++++ Data lines

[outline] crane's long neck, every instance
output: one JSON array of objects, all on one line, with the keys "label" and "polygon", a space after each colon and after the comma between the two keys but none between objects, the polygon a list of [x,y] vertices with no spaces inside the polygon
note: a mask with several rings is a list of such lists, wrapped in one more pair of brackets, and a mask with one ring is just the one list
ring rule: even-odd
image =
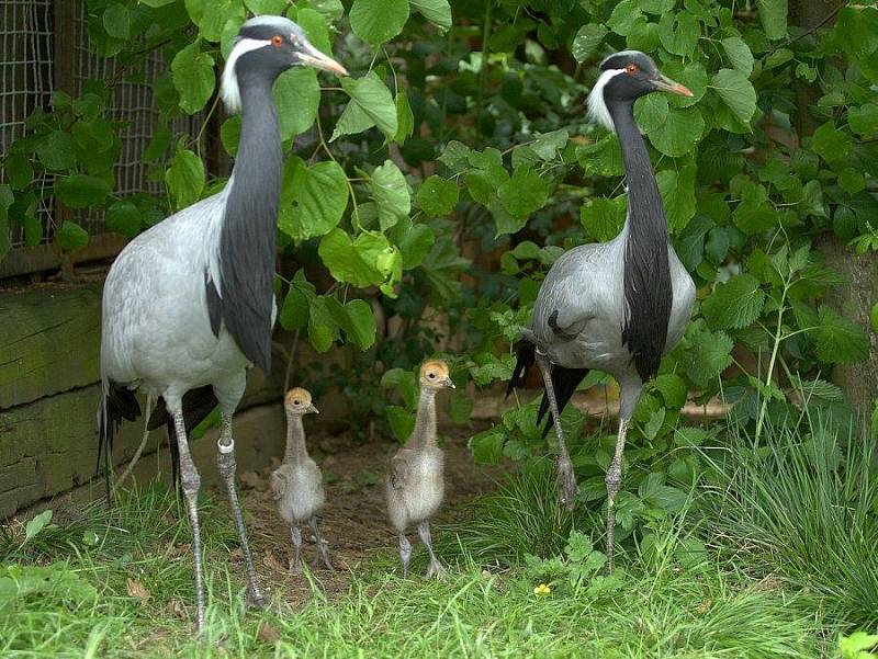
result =
[{"label": "crane's long neck", "polygon": [[436,445],[436,391],[420,387],[418,412],[415,417],[415,430],[412,439],[416,446]]},{"label": "crane's long neck", "polygon": [[286,448],[283,452],[283,462],[301,464],[307,456],[302,414],[286,414]]},{"label": "crane's long neck", "polygon": [[222,319],[240,351],[266,372],[283,167],[272,82],[246,70],[239,77],[241,133],[219,236]]},{"label": "crane's long neck", "polygon": [[667,220],[650,154],[634,123],[633,103],[614,103],[608,110],[619,136],[628,184],[622,344],[628,345],[638,375],[645,382],[658,372],[673,305]]}]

++++++++

→ **The request**: Report every line in the rows above that contains the string "list", copying each such line in full.

→ **Expected answer**:
output: one JSON array of objects, all on one line, with the keys "label" and "polygon", a space after each colon and after the comma between the two keys but none between objects, the polygon a list of [x,y] vertices with no spaces inside the polygon
note: a mask with several rings is a list of such lists, wrapped in one more pair of brackets, and a mask with one ring is just the one list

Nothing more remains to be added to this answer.